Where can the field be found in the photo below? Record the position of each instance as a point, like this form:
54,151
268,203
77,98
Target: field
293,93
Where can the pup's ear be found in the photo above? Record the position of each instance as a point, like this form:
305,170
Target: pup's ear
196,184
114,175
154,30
==*==
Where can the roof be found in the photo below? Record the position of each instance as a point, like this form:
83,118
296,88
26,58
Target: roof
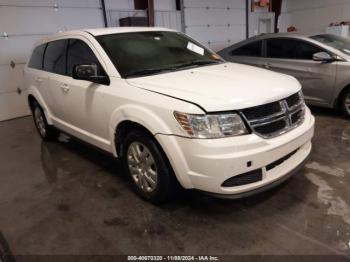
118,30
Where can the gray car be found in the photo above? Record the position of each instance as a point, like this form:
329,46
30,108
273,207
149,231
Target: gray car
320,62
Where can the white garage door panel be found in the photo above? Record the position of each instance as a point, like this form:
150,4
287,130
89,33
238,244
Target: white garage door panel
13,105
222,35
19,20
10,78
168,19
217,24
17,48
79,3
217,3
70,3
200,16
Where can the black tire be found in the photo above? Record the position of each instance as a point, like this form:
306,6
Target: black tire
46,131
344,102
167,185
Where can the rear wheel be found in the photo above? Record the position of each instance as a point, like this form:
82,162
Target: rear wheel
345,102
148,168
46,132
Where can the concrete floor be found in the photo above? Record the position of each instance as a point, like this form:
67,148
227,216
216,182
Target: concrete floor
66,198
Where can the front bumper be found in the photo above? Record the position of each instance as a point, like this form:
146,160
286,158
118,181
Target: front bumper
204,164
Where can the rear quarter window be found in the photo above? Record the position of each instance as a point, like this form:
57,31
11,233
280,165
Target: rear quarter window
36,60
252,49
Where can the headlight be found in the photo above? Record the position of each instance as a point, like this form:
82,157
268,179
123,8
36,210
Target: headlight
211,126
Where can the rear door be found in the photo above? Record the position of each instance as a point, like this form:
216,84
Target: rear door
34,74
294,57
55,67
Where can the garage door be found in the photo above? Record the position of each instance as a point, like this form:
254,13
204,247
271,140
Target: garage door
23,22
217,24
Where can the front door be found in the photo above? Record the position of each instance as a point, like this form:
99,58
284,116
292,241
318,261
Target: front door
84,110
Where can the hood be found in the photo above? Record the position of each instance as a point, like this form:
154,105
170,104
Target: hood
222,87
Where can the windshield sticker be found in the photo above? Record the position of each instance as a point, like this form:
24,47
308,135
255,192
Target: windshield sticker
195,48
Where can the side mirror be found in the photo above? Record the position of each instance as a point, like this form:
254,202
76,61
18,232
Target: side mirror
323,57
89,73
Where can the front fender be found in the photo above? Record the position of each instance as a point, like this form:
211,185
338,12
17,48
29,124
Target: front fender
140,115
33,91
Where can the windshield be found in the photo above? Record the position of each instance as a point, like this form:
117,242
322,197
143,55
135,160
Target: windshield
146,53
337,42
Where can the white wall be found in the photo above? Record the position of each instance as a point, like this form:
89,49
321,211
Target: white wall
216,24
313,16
==*==
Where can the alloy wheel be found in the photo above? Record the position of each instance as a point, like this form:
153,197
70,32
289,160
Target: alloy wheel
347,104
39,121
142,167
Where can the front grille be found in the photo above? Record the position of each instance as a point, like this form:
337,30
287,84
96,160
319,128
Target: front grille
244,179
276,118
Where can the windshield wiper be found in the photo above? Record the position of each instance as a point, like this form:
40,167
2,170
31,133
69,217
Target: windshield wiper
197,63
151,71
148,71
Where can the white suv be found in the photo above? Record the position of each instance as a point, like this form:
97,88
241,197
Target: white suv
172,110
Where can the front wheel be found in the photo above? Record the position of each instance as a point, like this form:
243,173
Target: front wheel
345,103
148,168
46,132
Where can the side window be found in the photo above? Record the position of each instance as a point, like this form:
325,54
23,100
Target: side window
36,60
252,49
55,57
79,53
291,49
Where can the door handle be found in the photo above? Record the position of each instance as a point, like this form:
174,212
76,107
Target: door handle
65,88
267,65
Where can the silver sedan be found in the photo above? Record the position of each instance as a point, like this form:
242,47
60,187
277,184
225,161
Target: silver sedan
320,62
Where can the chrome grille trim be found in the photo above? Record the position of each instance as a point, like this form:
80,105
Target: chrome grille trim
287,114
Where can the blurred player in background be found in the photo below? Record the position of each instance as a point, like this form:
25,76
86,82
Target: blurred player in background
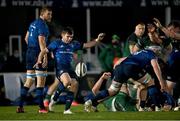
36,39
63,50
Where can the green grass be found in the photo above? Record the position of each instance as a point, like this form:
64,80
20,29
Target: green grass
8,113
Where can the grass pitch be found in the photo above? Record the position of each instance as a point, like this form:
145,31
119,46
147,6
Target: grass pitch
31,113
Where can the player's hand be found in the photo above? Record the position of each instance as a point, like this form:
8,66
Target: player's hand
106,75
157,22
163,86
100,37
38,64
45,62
==*==
(TASK DIRECTIONS) What is the number of lines in the records that hold the word "below"? Answer with that number by itself.

(RESULT OF THIS TASK) 3